----- Text excerpt -----

The DBA/2J and C57BL/6J mice were subjected to exhaustive ocular evaluation during aging (from 2 to 15 month old) : IOP measurements, Slit-Lamp examination, in vivo confocal microscopy analysis, light-adapted electroretinogram (ERG) and flash-visual evoked potential (F-VEP) response recording, retinal and optic nerve (ON) histology, mRNA and protein abundance studies and respiratory chain enzymatic assays in retinas and optic nerves.
DBA/2J mice are characterized by: (1) iris fragmentation at 3-4 months of age, (2) increased IOP in 7 month-old mice remaining significantly high until the age of 12 months; (3) RGC loss (around -35% ) in mice at the age of 10-15 months compared with 2 month-old DBA/2J mice or age-matched C57BL/6J control mice; (4) Glial activation in ONs preceded RGC axon disappearance; (5) DBA/2J mice from 2 to 12 months displayed impaired F-VEP recordings which were considerably reduced in right and left visual cortices when compared to 2 month-old C57BL/6J mice. We found a consistent decrease on respiratory chain complex I, III and IV activities in retinas and optic nerves, which begins in 5 month-old mice demonstrating that mitochondrial dysfunction precedes the significant development of optic atrophy in DBA/2J mice. Moreover, 12 month-old DBA/2J mice exhibit 50% decrease in the steady-state levels of different mitochondrial proteins relative to 2 month-old mice confirming that mitochondrial dysfunction and energy depletion could contribute to the pathophysiological cascade leading to RGC loss and optic atrophy in DBA/2J mice.
The early respiratory chain defects and the overall mitochondrial dysfunction leading to energy depletion noticed in DBA/2J mice should render RGCs more sensitive to degeneration and certainly account for the initiation of glaucoma.

-----

* Problems to solve:
**a.** Decide whether each statement agrees with the DBA/2J mouse excerpt, answering yes or no and quoting the words that settle it: (i) DBA/2J mice show iris fragmentation at 3-4 months of age. (ii) The decrease in respiratory chain complex activities begins in 10 month-old mice. (iii) 12 month-old DBA/2J mice show a 35% decrease in the steady-state levels of mitochondrial proteins.
**b.** Reproduce word for word the stretch of the DBA/2J mouse excerpt from "The early respiratory" through "initiation of glaucoma.".

----- Data section -----

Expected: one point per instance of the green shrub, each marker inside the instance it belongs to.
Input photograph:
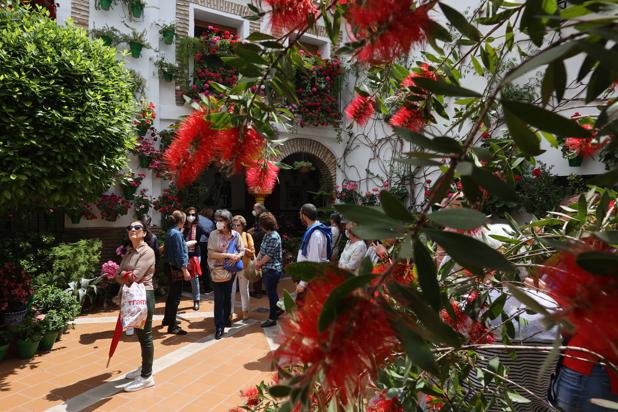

-----

* Answer section:
**a.**
(i) Yes: "iris fragmentation at 3-4 months of age"
(ii) No: "which begins in 5 month-old mice"
(iii) No: "12 month-old DBA/2J mice exhibit 50% decrease in the steady-state levels of different mitochondrial proteins"

**b.**
The early respiratory chain defects and the overall mitochondrial dysfunction leading to energy depletion noticed in DBA/2J mice should render RGCs more sensitive to degeneration and certainly account for the initiation of glaucoma.